=== TEKS SUMBER ===

• • • • •

Teman, begitulah hidup.

Kita, seringkali berlaku seperti roda-roda yang berjalan terlalu kencang.

Kita sering melupakan, ada saat-saat indah, yang terlewat di setiap kesempatan. Ada banyak hal-hal kecil, yang sebetulnya menyenangkan, namun kita lewatkan karena terburu-buru dan tergesa-gesa.

Hati kita, kadang terlalu penuh dengan target-target, yang membuat kita hidup dalam kebimbangan dan ketergesaan.

Langkah-langkah kita, kadang selalu dalam keadaan panik, dan lupa, bahwa di sekitar kita banyak sekali hikmah yang perlu di tekuni.

Seperti saat roda yang terlupa pada rumput, ilalang, semut dan pualam, kita pun sebenarnya sedang terlupa pada hal-hal itu.

Teman, coba, susuri kembali jalan-jalan kita.

Cermati, amati, dan perhatikan setiap hal yang pernah kita lewati. Runut kembali perjalanan kita.

Adakah kebahagiaan yang terlupakan?

Adakah keindahan yang tersembunyi dan alpa kita nikmati?

Kenanglah ingatan-ingatan lalu. Susuri dengan perlahan. Temukan keindahan itu!!

21 Mei 2010

Terlalu Bodoh

“Sukses, yang merupakan sesuatu yang sederhana pada akhirnya, dibuat dari ribuan hal yang tidak sungguh-sungguh kita ketahui”
(Rainer Maria Pilke)


Seorang anak berusia 6 tahun pulang ke rumah dengan muka berseri-seri.

Ketika mamanya menyongsongnya dengant tangan terbuka, anak itu menyodorkan sepucuk surat dari gurunya.

Dengan segera Ibu itu membuka surat tersebut dan tiba-tiba seluruh tubuhnya gemetar, matanya membasah.

Surat itu berbunyi : “Anak ini terlalu bodoh untuk dididik. Kami mengembalikannya kepada Anda. Mulai besok, dia tidak perlu sekolah lagi.”

Dengan air mata bercucuran, Ibu itu langsung mengangkat anak itu dan memeluknya erat-erat.

Dengan suara terbata-bata Ibu itu berkata, “Nak, mulai besok, Ibu sendirilah yang akan mendidikmu.”

_____________________

Anak yang “terlalu bodoh untuk dididik” ini semasa hidupnya ternyata mampu mematenkan 3000 penemuan baik atas nama pribadinya atau orang-orang yang bekerja untuknya.

• • • • •

=== TUGAS LATIHAN A ===
Ketik ulang bagian teks sumber di antara "Seperti saat roda" dan "Temukan keindahan itu!!", termasuk kedua bagian itu.
=== TUGAS LATIHAN B ===
Sebutkan jumlah baris dalam entri yang memuat kata "juvenile", dengan membedakan huruf besar dan kecil. Jawab dengan angka saja.
Teks sumber dan entri adalah bahan yang terpisah satu sama lain.

=== ENTRI YANG DISEDIAKAN ===
• • • • •

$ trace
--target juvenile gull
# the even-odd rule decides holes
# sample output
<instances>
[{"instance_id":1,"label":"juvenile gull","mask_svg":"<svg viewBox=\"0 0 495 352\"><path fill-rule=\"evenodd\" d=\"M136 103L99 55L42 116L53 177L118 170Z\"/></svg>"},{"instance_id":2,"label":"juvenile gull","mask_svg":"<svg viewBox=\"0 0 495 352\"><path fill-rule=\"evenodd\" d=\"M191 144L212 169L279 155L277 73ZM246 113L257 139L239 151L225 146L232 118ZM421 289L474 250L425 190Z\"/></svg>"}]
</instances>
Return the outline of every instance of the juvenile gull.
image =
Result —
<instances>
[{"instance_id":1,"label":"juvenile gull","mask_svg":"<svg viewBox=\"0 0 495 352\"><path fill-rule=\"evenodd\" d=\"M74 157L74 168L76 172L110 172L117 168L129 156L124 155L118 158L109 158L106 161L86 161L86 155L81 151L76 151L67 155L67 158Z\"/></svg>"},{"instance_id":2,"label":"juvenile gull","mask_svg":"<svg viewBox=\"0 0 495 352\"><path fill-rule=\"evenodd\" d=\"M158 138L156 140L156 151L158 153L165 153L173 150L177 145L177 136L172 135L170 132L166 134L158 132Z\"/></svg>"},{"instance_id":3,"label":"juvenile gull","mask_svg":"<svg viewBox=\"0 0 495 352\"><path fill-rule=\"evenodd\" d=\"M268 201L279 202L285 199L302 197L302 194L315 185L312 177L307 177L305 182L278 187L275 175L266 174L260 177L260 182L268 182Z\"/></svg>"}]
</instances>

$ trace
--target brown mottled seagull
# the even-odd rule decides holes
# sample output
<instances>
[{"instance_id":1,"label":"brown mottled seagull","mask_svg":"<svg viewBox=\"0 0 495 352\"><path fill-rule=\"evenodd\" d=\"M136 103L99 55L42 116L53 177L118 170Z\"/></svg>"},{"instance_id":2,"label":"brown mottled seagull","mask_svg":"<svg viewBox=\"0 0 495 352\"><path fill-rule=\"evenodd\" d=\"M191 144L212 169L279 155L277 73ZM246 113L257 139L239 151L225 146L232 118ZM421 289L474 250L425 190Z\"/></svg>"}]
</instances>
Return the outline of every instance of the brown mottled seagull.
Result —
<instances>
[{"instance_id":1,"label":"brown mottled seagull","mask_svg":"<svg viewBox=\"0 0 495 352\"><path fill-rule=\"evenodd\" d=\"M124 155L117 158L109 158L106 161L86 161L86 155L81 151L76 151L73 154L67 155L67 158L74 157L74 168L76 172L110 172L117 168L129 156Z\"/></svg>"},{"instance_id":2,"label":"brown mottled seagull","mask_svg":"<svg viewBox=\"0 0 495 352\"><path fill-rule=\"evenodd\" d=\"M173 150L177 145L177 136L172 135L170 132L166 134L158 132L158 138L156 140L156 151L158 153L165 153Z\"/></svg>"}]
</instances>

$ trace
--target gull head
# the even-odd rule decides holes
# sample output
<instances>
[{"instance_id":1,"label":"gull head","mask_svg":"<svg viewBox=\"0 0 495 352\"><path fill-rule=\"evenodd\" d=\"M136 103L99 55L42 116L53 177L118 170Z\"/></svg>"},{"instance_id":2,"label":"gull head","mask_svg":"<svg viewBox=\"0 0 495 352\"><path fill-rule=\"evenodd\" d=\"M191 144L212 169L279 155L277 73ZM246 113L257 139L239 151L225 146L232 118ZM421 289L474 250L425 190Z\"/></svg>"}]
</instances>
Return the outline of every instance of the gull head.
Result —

• • • • •

=== JAWABAN LENGKAP A ===
Seperti saat roda yang terlupa pada rumput, ilalang, semut dan pualam, kita pun sebenarnya sedang terlupa pada hal-hal itu.

Teman, coba, susuri kembali jalan-jalan kita.

Cermati, amati, dan perhatikan setiap hal yang pernah kita lewati. Runut kembali perjalanan kita.

Adakah kebahagiaan yang terlupakan?

Adakah keindahan yang tersembunyi dan alpa kita nikmati?

Kenanglah ingatan-ingatan lalu. Susuri dengan perlahan. Temukan keindahan itu!!

=== JAWABAN LENGKAP B ===
4